**Your objective:** Each line of the records that holds the word "marker" should be copied out.

**Data to use:**
+===+
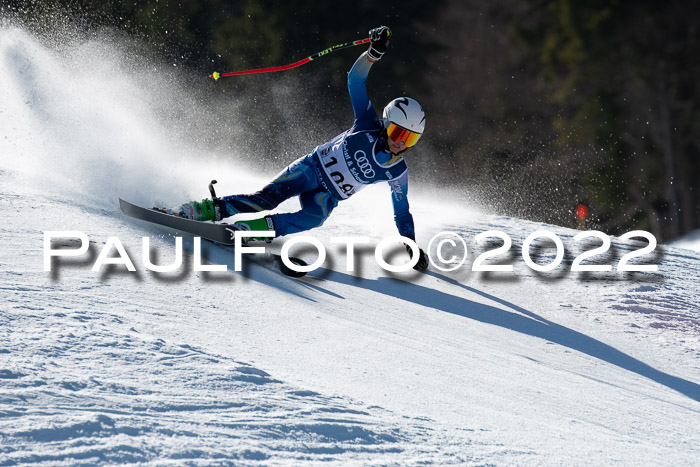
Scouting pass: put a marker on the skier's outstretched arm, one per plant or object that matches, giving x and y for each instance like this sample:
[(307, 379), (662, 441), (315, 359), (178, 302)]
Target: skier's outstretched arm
[(402, 213), (365, 114)]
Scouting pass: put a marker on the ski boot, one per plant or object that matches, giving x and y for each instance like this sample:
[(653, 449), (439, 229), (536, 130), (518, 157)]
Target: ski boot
[(264, 224), (206, 210)]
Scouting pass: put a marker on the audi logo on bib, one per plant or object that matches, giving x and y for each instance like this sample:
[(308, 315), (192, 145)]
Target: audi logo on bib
[(363, 164)]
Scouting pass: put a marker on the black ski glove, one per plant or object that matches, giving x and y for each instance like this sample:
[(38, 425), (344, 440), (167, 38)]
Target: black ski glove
[(379, 42), (423, 259)]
+===+
**Written reply:**
Scouting pass: put a marker on the skier's outstretched arm, one per plant or object that matches, giving x and y for each instance like this sample:
Scouting pass: put a marker on the ski boot, one per plant or object that matches, giving x and y for each instance like this sample:
Scouting pass: put a marker on the audi logo on bib, one per plant or object that matches, giving x and y for each instance like this sample:
Scouting pass: put a marker on the black ski glove, one per plant or object that matches, giving x and y for each instance like this sample:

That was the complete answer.